* OBJECTIVE
Pull out every line in the records below that contains the word "palm", treating uppercase and lowercase as different.
** Start EXCERPTED DATA **
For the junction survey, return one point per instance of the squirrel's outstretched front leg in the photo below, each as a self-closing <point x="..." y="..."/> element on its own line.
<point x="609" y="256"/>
** End EXCERPTED DATA **
** Start EXCERPTED DATA **
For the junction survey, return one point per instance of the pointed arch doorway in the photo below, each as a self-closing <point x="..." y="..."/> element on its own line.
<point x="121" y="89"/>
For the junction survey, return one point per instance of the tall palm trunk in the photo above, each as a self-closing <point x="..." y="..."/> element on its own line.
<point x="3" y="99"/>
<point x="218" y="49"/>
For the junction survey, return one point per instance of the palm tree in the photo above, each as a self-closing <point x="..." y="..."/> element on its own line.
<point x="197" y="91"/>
** End EXCERPTED DATA **
* OUTPUT OF THE TASK
For the junction survey, return one point per instance of the tall palm trunk in the photo above, each as a self-closing <point x="..." y="..."/> element on its own line.
For the junction survey, return one point per instance of the palm tree in the photo above, each as a self-closing <point x="..." y="..."/> element on its own line.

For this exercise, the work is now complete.